◆ **Stated goal**:
Exactly the lines from the line containing "Could you indicate the sign" through the final line of the entries below must be returned, and only those, without pictures.

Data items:
################

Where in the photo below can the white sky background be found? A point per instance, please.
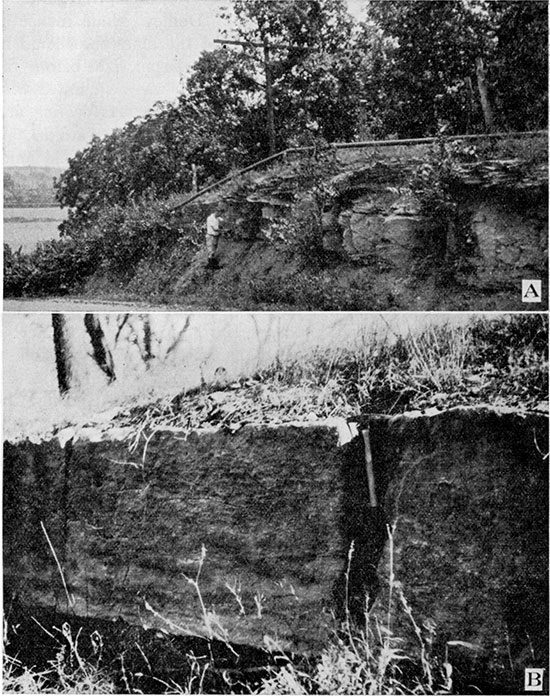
(77, 68)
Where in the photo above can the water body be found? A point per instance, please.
(25, 227)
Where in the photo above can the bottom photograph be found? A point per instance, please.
(275, 503)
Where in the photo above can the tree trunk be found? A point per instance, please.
(62, 353)
(483, 89)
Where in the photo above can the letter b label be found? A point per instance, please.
(533, 680)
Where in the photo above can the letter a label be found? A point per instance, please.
(531, 290)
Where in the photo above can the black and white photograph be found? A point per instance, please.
(272, 155)
(275, 354)
(275, 503)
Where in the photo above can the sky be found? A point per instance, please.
(78, 68)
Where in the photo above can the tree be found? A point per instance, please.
(521, 63)
(428, 68)
(473, 65)
(313, 63)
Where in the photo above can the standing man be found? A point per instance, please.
(214, 224)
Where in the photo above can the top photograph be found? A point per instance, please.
(266, 155)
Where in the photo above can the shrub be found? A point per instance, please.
(54, 267)
(128, 234)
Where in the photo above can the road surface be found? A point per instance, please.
(82, 304)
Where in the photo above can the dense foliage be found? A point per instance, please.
(408, 69)
(411, 68)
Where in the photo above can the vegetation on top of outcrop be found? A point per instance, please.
(501, 362)
(410, 69)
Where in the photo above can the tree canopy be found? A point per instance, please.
(408, 69)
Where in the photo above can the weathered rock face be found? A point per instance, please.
(511, 238)
(371, 217)
(465, 494)
(278, 510)
(128, 529)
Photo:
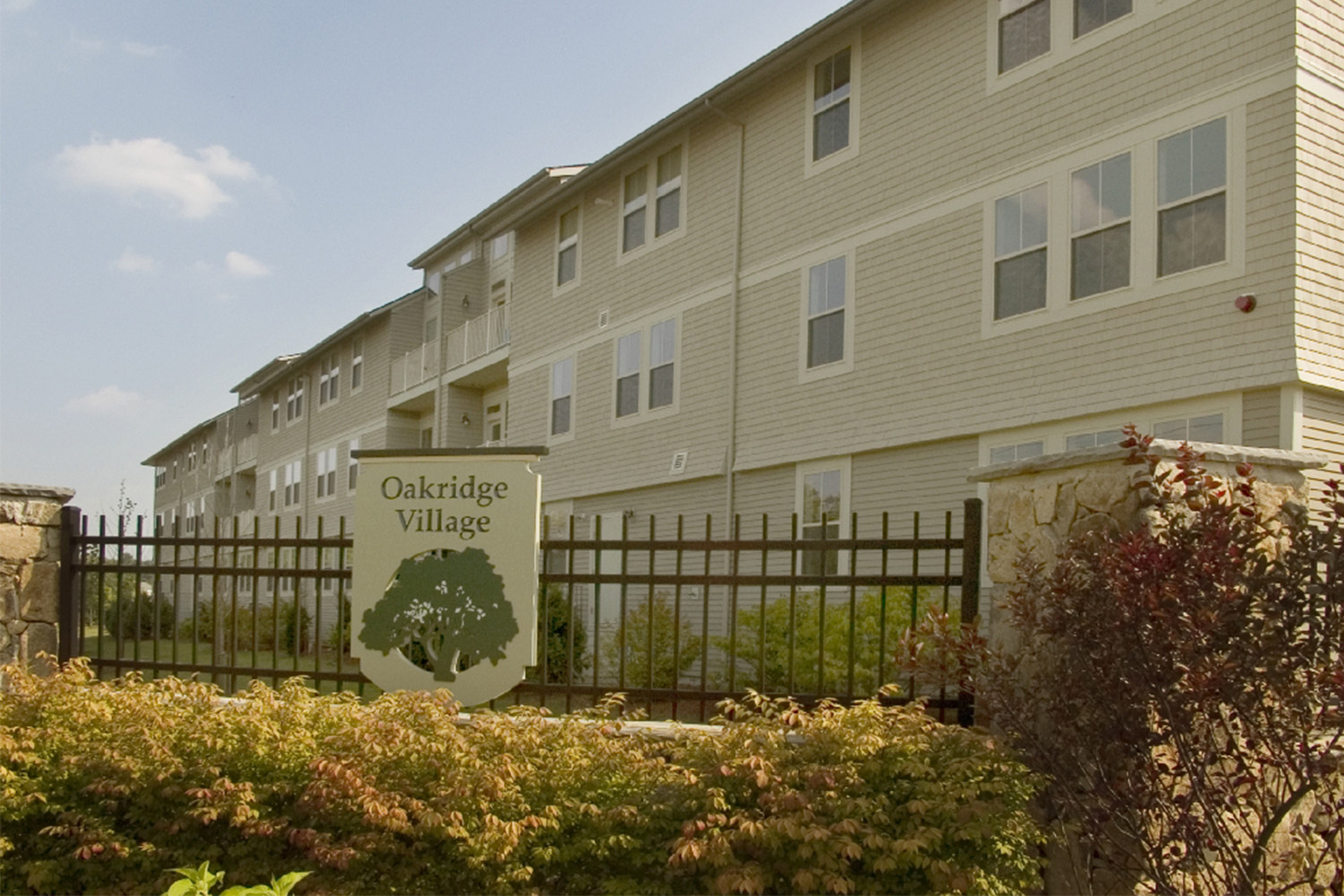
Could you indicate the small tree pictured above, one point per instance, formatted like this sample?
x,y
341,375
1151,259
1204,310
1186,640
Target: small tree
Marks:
x,y
1183,686
443,606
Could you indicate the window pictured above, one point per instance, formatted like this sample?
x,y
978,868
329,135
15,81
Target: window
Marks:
x,y
295,401
1090,15
831,105
661,363
1193,429
567,247
1021,252
357,365
562,395
628,375
1023,31
325,473
1193,198
825,312
1099,249
1005,452
633,211
1093,440
660,371
328,382
293,482
668,211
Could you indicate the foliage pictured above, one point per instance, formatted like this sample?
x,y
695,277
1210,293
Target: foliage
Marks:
x,y
556,624
1183,685
653,642
437,603
199,882
107,785
792,634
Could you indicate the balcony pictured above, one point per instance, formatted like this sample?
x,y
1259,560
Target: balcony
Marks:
x,y
478,338
414,367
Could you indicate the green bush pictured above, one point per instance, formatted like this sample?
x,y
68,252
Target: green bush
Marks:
x,y
109,786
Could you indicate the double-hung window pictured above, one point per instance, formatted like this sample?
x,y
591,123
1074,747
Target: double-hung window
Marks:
x,y
1193,198
1099,249
567,247
825,312
831,105
325,473
633,210
1090,15
328,382
628,374
1021,233
562,397
667,215
1023,31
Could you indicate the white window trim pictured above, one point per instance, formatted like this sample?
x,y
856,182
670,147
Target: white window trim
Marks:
x,y
550,402
1144,282
645,413
846,365
1064,45
844,465
577,239
650,161
840,156
1055,435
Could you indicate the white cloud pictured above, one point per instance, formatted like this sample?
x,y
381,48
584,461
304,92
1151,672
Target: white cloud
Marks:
x,y
134,263
156,167
137,48
110,401
242,265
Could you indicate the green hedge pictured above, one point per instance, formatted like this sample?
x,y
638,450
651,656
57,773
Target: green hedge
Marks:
x,y
107,786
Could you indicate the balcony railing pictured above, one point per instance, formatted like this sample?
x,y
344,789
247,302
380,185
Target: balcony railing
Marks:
x,y
478,338
414,367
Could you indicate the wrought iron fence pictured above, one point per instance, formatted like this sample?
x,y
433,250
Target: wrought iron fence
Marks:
x,y
672,616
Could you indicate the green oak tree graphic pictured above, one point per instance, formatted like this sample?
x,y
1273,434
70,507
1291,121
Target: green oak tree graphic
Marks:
x,y
440,608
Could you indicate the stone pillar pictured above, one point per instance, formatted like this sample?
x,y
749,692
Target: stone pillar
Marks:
x,y
1038,504
30,570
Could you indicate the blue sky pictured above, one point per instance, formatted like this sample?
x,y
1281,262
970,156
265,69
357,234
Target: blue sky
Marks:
x,y
190,188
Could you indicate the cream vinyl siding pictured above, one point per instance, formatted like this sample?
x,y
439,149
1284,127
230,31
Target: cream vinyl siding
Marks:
x,y
1320,237
1322,432
1261,411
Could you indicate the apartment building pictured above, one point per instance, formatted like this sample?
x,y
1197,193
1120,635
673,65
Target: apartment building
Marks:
x,y
921,237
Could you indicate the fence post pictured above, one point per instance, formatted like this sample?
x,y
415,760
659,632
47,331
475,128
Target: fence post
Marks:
x,y
67,592
969,594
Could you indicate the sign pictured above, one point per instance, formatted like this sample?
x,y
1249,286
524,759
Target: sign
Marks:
x,y
445,568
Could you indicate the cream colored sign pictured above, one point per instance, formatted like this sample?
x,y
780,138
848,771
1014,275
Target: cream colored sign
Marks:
x,y
445,570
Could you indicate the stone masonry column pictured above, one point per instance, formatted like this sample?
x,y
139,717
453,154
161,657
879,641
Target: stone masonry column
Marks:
x,y
30,570
1038,504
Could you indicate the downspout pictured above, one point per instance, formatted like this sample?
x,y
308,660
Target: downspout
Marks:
x,y
730,455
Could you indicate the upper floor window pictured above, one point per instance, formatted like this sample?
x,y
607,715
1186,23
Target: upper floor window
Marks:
x,y
660,370
562,395
295,401
1193,198
1090,15
1099,249
1023,31
328,383
831,105
1021,236
357,363
567,247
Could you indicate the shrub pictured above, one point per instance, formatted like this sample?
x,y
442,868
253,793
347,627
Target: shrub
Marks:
x,y
108,786
1183,685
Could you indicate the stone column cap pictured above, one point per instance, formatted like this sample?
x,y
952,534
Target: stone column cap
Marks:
x,y
50,492
1212,452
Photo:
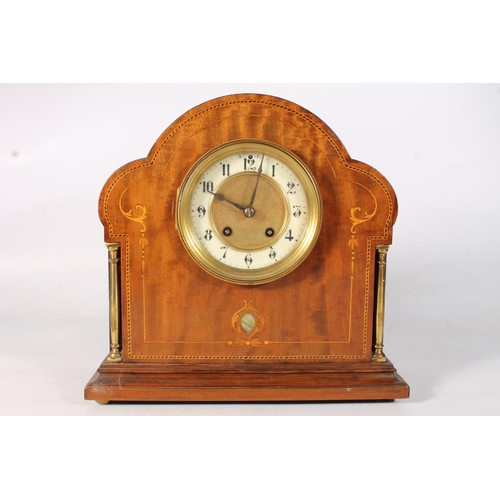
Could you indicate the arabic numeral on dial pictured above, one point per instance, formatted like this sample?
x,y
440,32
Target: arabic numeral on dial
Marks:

################

◆ **Task solution**:
Could you indicate the sign pictured above, one point per instance, formatted like this sample?
x,y
1249,286
524,759
Target: sign
Marks:
x,y
445,568
Could you indicate the cream colored sign pictured above, one point per instance, formatted like this sample?
x,y
780,138
848,771
1014,275
Target: cream colored sign
Marks:
x,y
445,570
Could you indicate the stone masonry column pictured above, one point per instance, formatted like this sample?
x,y
139,717
453,154
161,657
879,641
Target: stone masonry column
Marks:
x,y
30,570
1038,504
Could you indicate the downspout pictured above, one point per instance, formatted like this sample?
x,y
308,660
Target: downspout
Marks:
x,y
730,455
Could you indicate the upper floor window pictured above, one point per instance, formatted like this sample?
x,y
607,715
1186,23
Target: upper floor window
Marks:
x,y
660,370
562,395
295,401
1193,198
1090,15
1099,249
1023,31
328,383
831,105
1021,236
357,363
567,247
Could you indicate the shrub pictured above, one point per instance, formatted like this sample?
x,y
442,868
253,793
347,627
Target: shrub
Marks:
x,y
108,786
1183,685
Could you indicate the stone column cap pictured above, one point per instance, formatted like this sample?
x,y
952,534
Target: stone column cap
Marks:
x,y
50,492
1212,452
Photo:
Could you indicate the arabic numeral on dial pictured above, one point per instance, formatted like this sample?
x,y
440,32
Target: arabic numeral on dial
Marks:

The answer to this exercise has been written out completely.